WHAT THE EXERCISE ASKS
Exactly the lines from the start of the data below through the line that contains "I need to find the green lawn" are to be copied, with pictures left out.

═════ DATA TO PROCESS ═════

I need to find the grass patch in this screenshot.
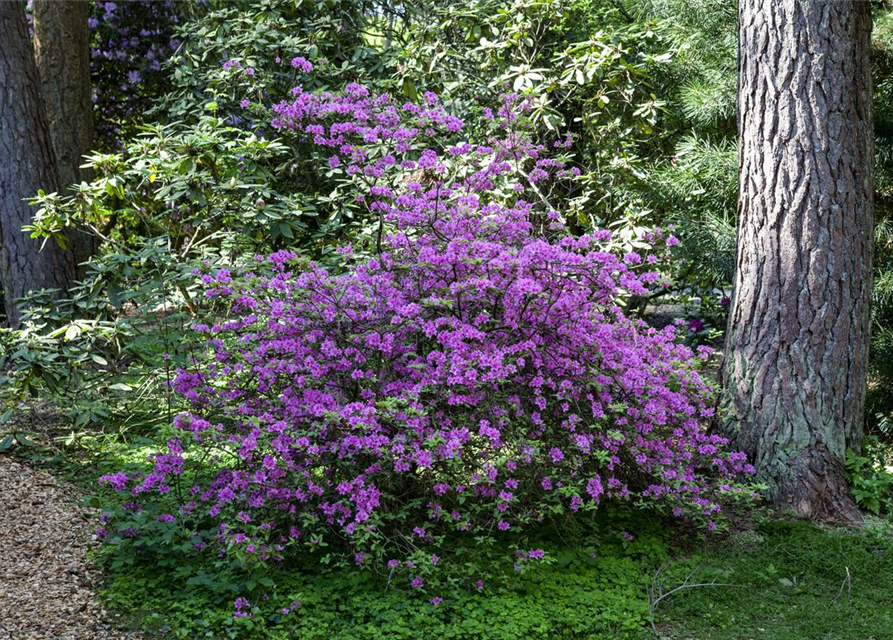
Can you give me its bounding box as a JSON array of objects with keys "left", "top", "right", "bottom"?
[{"left": 652, "top": 519, "right": 893, "bottom": 640}]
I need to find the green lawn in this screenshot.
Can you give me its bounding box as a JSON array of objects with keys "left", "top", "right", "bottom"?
[{"left": 650, "top": 519, "right": 893, "bottom": 640}]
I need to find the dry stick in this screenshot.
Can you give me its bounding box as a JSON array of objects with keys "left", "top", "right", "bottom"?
[
  {"left": 831, "top": 566, "right": 852, "bottom": 606},
  {"left": 648, "top": 562, "right": 743, "bottom": 637}
]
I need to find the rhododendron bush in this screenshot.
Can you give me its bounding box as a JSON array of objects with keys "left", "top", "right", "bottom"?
[{"left": 97, "top": 80, "right": 754, "bottom": 593}]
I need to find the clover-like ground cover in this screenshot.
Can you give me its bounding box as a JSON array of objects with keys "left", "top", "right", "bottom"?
[{"left": 94, "top": 497, "right": 893, "bottom": 640}]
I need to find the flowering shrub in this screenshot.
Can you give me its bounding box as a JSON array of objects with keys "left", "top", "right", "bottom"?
[{"left": 97, "top": 80, "right": 754, "bottom": 596}]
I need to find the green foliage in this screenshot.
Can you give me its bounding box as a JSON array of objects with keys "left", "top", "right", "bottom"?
[
  {"left": 629, "top": 0, "right": 737, "bottom": 314},
  {"left": 99, "top": 507, "right": 668, "bottom": 640},
  {"left": 636, "top": 0, "right": 736, "bottom": 130},
  {"left": 0, "top": 262, "right": 200, "bottom": 434},
  {"left": 0, "top": 414, "right": 37, "bottom": 454},
  {"left": 403, "top": 0, "right": 671, "bottom": 224},
  {"left": 160, "top": 0, "right": 405, "bottom": 122},
  {"left": 651, "top": 134, "right": 736, "bottom": 289},
  {"left": 869, "top": 8, "right": 893, "bottom": 434},
  {"left": 845, "top": 438, "right": 893, "bottom": 515}
]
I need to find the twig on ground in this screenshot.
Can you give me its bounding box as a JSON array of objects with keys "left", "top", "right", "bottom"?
[
  {"left": 648, "top": 562, "right": 743, "bottom": 637},
  {"left": 831, "top": 566, "right": 852, "bottom": 606}
]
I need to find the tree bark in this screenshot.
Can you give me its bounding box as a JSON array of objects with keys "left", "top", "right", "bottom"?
[
  {"left": 32, "top": 0, "right": 96, "bottom": 274},
  {"left": 0, "top": 0, "right": 78, "bottom": 326},
  {"left": 31, "top": 0, "right": 93, "bottom": 189},
  {"left": 721, "top": 0, "right": 874, "bottom": 523}
]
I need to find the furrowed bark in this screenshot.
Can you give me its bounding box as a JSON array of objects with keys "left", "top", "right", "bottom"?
[
  {"left": 721, "top": 0, "right": 874, "bottom": 523},
  {"left": 32, "top": 0, "right": 96, "bottom": 274},
  {"left": 0, "top": 0, "right": 77, "bottom": 326},
  {"left": 32, "top": 0, "right": 93, "bottom": 188}
]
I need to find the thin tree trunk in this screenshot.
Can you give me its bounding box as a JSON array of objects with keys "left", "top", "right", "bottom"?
[
  {"left": 0, "top": 0, "right": 77, "bottom": 326},
  {"left": 721, "top": 0, "right": 874, "bottom": 523},
  {"left": 32, "top": 0, "right": 96, "bottom": 274}
]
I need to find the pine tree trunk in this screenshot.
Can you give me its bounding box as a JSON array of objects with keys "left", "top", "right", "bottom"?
[
  {"left": 32, "top": 0, "right": 93, "bottom": 188},
  {"left": 721, "top": 0, "right": 874, "bottom": 523},
  {"left": 0, "top": 0, "right": 77, "bottom": 326},
  {"left": 32, "top": 0, "right": 96, "bottom": 275}
]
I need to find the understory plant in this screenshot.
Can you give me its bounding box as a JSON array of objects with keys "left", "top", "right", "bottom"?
[{"left": 96, "top": 78, "right": 755, "bottom": 606}]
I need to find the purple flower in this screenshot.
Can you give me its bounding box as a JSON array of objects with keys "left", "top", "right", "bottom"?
[
  {"left": 98, "top": 472, "right": 128, "bottom": 492},
  {"left": 291, "top": 56, "right": 313, "bottom": 72},
  {"left": 586, "top": 476, "right": 604, "bottom": 502}
]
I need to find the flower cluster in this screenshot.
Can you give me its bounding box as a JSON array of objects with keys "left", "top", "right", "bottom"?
[
  {"left": 97, "top": 80, "right": 754, "bottom": 594},
  {"left": 269, "top": 86, "right": 583, "bottom": 240}
]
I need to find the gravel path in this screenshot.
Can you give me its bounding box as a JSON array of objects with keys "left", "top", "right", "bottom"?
[{"left": 0, "top": 456, "right": 141, "bottom": 640}]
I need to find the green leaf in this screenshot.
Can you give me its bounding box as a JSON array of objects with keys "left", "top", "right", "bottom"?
[
  {"left": 107, "top": 282, "right": 122, "bottom": 309},
  {"left": 15, "top": 433, "right": 36, "bottom": 447},
  {"left": 402, "top": 78, "right": 418, "bottom": 103}
]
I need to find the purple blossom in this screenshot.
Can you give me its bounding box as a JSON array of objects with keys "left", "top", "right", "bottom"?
[{"left": 291, "top": 56, "right": 313, "bottom": 72}]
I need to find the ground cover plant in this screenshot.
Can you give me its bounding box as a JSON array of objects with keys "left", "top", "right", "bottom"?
[{"left": 98, "top": 506, "right": 669, "bottom": 640}]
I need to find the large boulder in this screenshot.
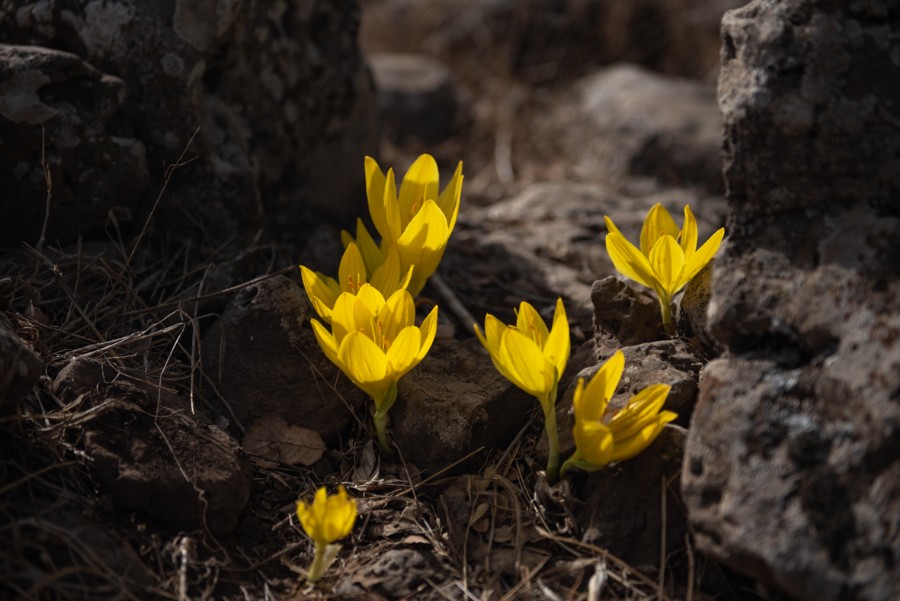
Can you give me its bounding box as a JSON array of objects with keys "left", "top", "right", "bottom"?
[
  {"left": 682, "top": 2, "right": 900, "bottom": 600},
  {"left": 0, "top": 0, "right": 379, "bottom": 245}
]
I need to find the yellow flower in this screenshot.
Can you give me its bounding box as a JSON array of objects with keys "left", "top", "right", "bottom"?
[
  {"left": 300, "top": 242, "right": 412, "bottom": 324},
  {"left": 310, "top": 284, "right": 438, "bottom": 452},
  {"left": 561, "top": 351, "right": 677, "bottom": 475},
  {"left": 474, "top": 298, "right": 570, "bottom": 481},
  {"left": 604, "top": 204, "right": 724, "bottom": 327},
  {"left": 296, "top": 486, "right": 357, "bottom": 582},
  {"left": 350, "top": 154, "right": 463, "bottom": 297}
]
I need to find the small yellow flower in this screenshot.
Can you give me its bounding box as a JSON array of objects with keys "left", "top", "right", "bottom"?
[
  {"left": 561, "top": 351, "right": 677, "bottom": 475},
  {"left": 300, "top": 242, "right": 412, "bottom": 323},
  {"left": 474, "top": 298, "right": 570, "bottom": 481},
  {"left": 347, "top": 154, "right": 463, "bottom": 297},
  {"left": 604, "top": 204, "right": 724, "bottom": 327},
  {"left": 296, "top": 486, "right": 357, "bottom": 582},
  {"left": 311, "top": 284, "right": 438, "bottom": 452}
]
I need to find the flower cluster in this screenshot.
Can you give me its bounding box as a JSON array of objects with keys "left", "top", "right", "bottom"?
[
  {"left": 300, "top": 155, "right": 462, "bottom": 454},
  {"left": 296, "top": 486, "right": 357, "bottom": 583}
]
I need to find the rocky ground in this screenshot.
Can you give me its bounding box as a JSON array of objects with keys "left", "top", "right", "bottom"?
[{"left": 1, "top": 1, "right": 898, "bottom": 600}]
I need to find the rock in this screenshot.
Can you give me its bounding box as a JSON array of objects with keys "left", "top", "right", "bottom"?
[
  {"left": 677, "top": 260, "right": 719, "bottom": 352},
  {"left": 335, "top": 548, "right": 447, "bottom": 600},
  {"left": 591, "top": 276, "right": 661, "bottom": 352},
  {"left": 0, "top": 312, "right": 42, "bottom": 415},
  {"left": 682, "top": 2, "right": 900, "bottom": 600},
  {"left": 370, "top": 53, "right": 461, "bottom": 143},
  {"left": 83, "top": 381, "right": 252, "bottom": 537},
  {"left": 0, "top": 44, "right": 148, "bottom": 246},
  {"left": 201, "top": 275, "right": 362, "bottom": 443},
  {"left": 574, "top": 426, "right": 688, "bottom": 568},
  {"left": 392, "top": 338, "right": 532, "bottom": 472},
  {"left": 550, "top": 64, "right": 724, "bottom": 192},
  {"left": 0, "top": 1, "right": 379, "bottom": 243}
]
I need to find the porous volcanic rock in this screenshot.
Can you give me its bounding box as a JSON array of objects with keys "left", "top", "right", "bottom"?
[
  {"left": 591, "top": 276, "right": 661, "bottom": 352},
  {"left": 200, "top": 275, "right": 363, "bottom": 444},
  {"left": 682, "top": 2, "right": 900, "bottom": 600},
  {"left": 0, "top": 0, "right": 378, "bottom": 243},
  {"left": 392, "top": 338, "right": 532, "bottom": 472},
  {"left": 0, "top": 44, "right": 148, "bottom": 246}
]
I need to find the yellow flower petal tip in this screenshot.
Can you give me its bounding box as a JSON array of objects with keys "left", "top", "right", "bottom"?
[
  {"left": 604, "top": 204, "right": 724, "bottom": 327},
  {"left": 565, "top": 351, "right": 677, "bottom": 473}
]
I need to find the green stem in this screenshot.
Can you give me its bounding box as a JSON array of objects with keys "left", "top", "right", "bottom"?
[
  {"left": 658, "top": 293, "right": 674, "bottom": 333},
  {"left": 372, "top": 384, "right": 398, "bottom": 455},
  {"left": 542, "top": 391, "right": 560, "bottom": 485},
  {"left": 307, "top": 541, "right": 327, "bottom": 583}
]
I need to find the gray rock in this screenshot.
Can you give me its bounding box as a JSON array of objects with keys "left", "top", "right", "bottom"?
[
  {"left": 370, "top": 53, "right": 461, "bottom": 143},
  {"left": 0, "top": 44, "right": 148, "bottom": 246},
  {"left": 0, "top": 312, "right": 42, "bottom": 415},
  {"left": 0, "top": 0, "right": 379, "bottom": 243},
  {"left": 677, "top": 260, "right": 719, "bottom": 352},
  {"left": 201, "top": 275, "right": 363, "bottom": 443},
  {"left": 682, "top": 2, "right": 900, "bottom": 600},
  {"left": 575, "top": 426, "right": 688, "bottom": 568},
  {"left": 560, "top": 64, "right": 724, "bottom": 192},
  {"left": 393, "top": 338, "right": 532, "bottom": 472}
]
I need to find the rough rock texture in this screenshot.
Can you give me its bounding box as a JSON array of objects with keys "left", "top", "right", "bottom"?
[
  {"left": 575, "top": 427, "right": 688, "bottom": 568},
  {"left": 370, "top": 53, "right": 461, "bottom": 143},
  {"left": 0, "top": 313, "right": 42, "bottom": 414},
  {"left": 0, "top": 0, "right": 378, "bottom": 244},
  {"left": 392, "top": 338, "right": 532, "bottom": 472},
  {"left": 71, "top": 375, "right": 252, "bottom": 537},
  {"left": 201, "top": 275, "right": 362, "bottom": 443},
  {"left": 550, "top": 64, "right": 724, "bottom": 192},
  {"left": 591, "top": 276, "right": 662, "bottom": 351},
  {"left": 0, "top": 44, "right": 148, "bottom": 246},
  {"left": 682, "top": 2, "right": 900, "bottom": 600}
]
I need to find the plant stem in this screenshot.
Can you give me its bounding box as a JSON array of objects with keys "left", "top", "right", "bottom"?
[
  {"left": 543, "top": 392, "right": 560, "bottom": 485},
  {"left": 373, "top": 411, "right": 392, "bottom": 455},
  {"left": 307, "top": 541, "right": 327, "bottom": 583},
  {"left": 658, "top": 294, "right": 674, "bottom": 333}
]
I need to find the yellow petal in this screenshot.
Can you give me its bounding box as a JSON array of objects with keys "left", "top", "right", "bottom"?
[
  {"left": 338, "top": 331, "right": 392, "bottom": 404},
  {"left": 608, "top": 384, "right": 672, "bottom": 440},
  {"left": 383, "top": 168, "right": 403, "bottom": 242},
  {"left": 354, "top": 219, "right": 384, "bottom": 276},
  {"left": 499, "top": 328, "right": 555, "bottom": 398},
  {"left": 543, "top": 298, "right": 570, "bottom": 382},
  {"left": 311, "top": 318, "right": 339, "bottom": 366},
  {"left": 331, "top": 292, "right": 371, "bottom": 343},
  {"left": 417, "top": 305, "right": 439, "bottom": 361},
  {"left": 338, "top": 242, "right": 367, "bottom": 293},
  {"left": 681, "top": 227, "right": 725, "bottom": 287},
  {"left": 680, "top": 205, "right": 699, "bottom": 261},
  {"left": 380, "top": 288, "right": 416, "bottom": 341},
  {"left": 604, "top": 215, "right": 623, "bottom": 236},
  {"left": 386, "top": 326, "right": 422, "bottom": 377},
  {"left": 398, "top": 154, "right": 439, "bottom": 229},
  {"left": 648, "top": 235, "right": 686, "bottom": 295},
  {"left": 476, "top": 316, "right": 519, "bottom": 385},
  {"left": 640, "top": 204, "right": 680, "bottom": 258},
  {"left": 515, "top": 301, "right": 549, "bottom": 347},
  {"left": 300, "top": 265, "right": 340, "bottom": 321},
  {"left": 370, "top": 244, "right": 403, "bottom": 296},
  {"left": 355, "top": 283, "right": 387, "bottom": 317},
  {"left": 573, "top": 420, "right": 615, "bottom": 467},
  {"left": 397, "top": 200, "right": 450, "bottom": 295},
  {"left": 437, "top": 161, "right": 463, "bottom": 232},
  {"left": 609, "top": 416, "right": 676, "bottom": 463},
  {"left": 578, "top": 350, "right": 625, "bottom": 422},
  {"left": 605, "top": 232, "right": 659, "bottom": 290},
  {"left": 365, "top": 157, "right": 390, "bottom": 242}
]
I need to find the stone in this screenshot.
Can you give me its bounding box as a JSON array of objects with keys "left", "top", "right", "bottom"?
[
  {"left": 392, "top": 338, "right": 532, "bottom": 472},
  {"left": 370, "top": 53, "right": 461, "bottom": 143},
  {"left": 82, "top": 380, "right": 252, "bottom": 537},
  {"left": 682, "top": 2, "right": 900, "bottom": 600},
  {"left": 575, "top": 426, "right": 688, "bottom": 568},
  {"left": 0, "top": 44, "right": 148, "bottom": 246},
  {"left": 676, "top": 260, "right": 719, "bottom": 352},
  {"left": 553, "top": 64, "right": 724, "bottom": 192},
  {"left": 201, "top": 275, "right": 363, "bottom": 444},
  {"left": 591, "top": 276, "right": 662, "bottom": 352},
  {"left": 0, "top": 312, "right": 42, "bottom": 415},
  {"left": 0, "top": 0, "right": 379, "bottom": 243}
]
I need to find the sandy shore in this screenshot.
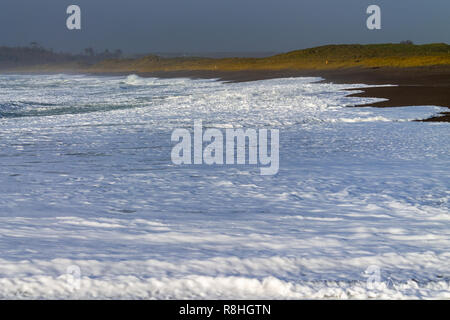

═════

RESULT OF THIS EXERCISE
I need to find the grass patch in this screenshot.
Can you give me its bounding box as a JSON array of objects with keys "left", "top", "right", "bottom"?
[{"left": 652, "top": 519, "right": 893, "bottom": 640}]
I need to find the green lawn in this screenshot.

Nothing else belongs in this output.